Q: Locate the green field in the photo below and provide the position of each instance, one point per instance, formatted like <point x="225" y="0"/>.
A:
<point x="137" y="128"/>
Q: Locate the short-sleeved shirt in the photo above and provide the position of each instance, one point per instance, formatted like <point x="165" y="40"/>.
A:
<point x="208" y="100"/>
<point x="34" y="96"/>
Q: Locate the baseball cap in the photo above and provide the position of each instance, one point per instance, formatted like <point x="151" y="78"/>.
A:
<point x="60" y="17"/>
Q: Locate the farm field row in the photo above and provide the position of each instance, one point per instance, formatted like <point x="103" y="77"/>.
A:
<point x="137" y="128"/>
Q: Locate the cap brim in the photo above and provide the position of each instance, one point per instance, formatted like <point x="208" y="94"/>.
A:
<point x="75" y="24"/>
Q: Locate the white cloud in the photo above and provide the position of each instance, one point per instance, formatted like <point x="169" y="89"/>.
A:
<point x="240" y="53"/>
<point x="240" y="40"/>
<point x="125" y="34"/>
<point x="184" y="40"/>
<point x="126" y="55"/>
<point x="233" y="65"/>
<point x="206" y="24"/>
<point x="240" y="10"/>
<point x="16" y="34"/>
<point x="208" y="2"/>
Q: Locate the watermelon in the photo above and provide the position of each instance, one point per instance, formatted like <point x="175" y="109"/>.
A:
====
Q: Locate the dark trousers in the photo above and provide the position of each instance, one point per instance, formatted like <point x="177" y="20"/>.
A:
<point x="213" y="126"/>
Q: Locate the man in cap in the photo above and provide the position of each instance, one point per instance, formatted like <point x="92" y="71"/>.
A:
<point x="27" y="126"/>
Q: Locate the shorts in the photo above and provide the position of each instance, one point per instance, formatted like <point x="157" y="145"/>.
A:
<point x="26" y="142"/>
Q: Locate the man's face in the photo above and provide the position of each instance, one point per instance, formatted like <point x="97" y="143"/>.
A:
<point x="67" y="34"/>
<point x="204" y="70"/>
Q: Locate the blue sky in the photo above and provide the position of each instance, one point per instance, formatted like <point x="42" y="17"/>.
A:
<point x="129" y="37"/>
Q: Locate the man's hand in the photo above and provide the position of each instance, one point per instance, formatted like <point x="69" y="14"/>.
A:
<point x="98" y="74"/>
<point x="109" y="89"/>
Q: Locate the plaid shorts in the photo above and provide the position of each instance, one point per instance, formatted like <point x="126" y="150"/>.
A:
====
## Task description
How many lines in the data above contain the word "field"? Reply with the number alone.

## Solution below
2